Task description =
Down to the last line, retype each line of the entries exactly, starting with the one that contains "segment mountain slope".

[Records excerpted from a collection]
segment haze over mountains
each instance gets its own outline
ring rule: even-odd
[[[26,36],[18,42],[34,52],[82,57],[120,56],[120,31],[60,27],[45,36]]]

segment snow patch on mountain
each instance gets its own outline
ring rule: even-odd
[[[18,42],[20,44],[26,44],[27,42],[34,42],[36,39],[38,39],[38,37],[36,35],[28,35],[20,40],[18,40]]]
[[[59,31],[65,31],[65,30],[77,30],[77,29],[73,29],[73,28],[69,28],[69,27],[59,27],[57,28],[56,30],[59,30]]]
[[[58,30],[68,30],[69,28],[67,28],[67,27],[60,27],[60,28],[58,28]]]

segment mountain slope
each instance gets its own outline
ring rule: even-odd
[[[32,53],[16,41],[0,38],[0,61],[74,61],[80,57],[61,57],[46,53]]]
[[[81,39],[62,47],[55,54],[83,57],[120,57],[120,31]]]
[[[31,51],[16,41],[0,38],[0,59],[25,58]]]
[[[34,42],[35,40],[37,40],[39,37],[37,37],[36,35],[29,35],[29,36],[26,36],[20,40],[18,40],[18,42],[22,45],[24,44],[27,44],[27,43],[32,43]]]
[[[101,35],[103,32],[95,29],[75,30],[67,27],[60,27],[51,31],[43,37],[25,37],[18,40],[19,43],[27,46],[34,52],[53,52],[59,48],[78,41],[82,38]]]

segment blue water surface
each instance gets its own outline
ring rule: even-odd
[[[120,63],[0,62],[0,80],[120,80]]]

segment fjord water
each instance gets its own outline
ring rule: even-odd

Your solution =
segment mountain slope
each instance gets its own outline
ring rule: even-odd
[[[32,53],[16,41],[0,38],[0,61],[74,61],[80,57],[61,57],[46,53]]]
[[[81,39],[62,47],[55,54],[83,57],[120,57],[120,31]]]
[[[31,51],[16,41],[0,38],[0,59],[25,58]]]
[[[34,42],[35,40],[37,40],[39,37],[37,37],[36,35],[29,35],[29,36],[26,36],[20,40],[18,40],[18,42],[22,45],[24,44],[27,44],[27,43],[32,43]]]
[[[101,35],[103,32],[95,29],[75,30],[67,27],[60,27],[51,31],[43,37],[25,37],[18,40],[19,43],[27,46],[34,52],[53,52],[59,48],[78,41],[82,38]]]

segment blue water surface
each instance gets its own outline
ring rule: even-odd
[[[120,63],[0,62],[0,80],[120,80]]]

segment fjord water
each instance gets its own outline
ring rule: even-odd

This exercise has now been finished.